[Document excerpt]:
————————
On Wednesday, after recordings made by deceased members of the IRA were passed to police, officers arrested Adams in connection with the killing -- though he has not been charged with an offense.

McConville, a mother of 10 children, was taken from her home in Belfast. She was reportedly killed by the IRA because the group believed she was a spy for the British army. Her family say they do not believe she passed information to the British.

McConville's remains were found partially buried on a beach in County Louth in 2003. She died of a single gunshot wound to the back of the head.

'They came about tea time and they dragged her out of the bathroom and dragged her out,' remembers McConville's daughter, Helen McKendry, who was then a teenager.

In the tapes, Hughes told his interviewer about McConville: 'I knew she was being executed. I knew that. I didn't know she was going to be buried or disappeared as they call them now.'

Adams denies any involvement in the killing. 'I believe that the killing of Jean McConville and the secret burial of her body was wrong and a grievous injustice,' Adams, 65, said in a statement posted on his party website. 'Malicious allegations have been made against me. I reject these.

'While I have never disassociated myself from the IRA and I never will, I am innocent in the abduction, killing or burial of Mrs. McConville,' Adams said.
————————
[Challenge]: Name every person mentioned by name in the excerpt on the killing of Jean McConville.

Records:
————————
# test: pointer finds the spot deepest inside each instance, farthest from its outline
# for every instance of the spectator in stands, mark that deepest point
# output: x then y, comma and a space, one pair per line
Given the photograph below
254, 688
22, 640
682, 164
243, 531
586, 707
————————
[Exercise result]: Adams, Jean McConville, Helen McKendry, Hughes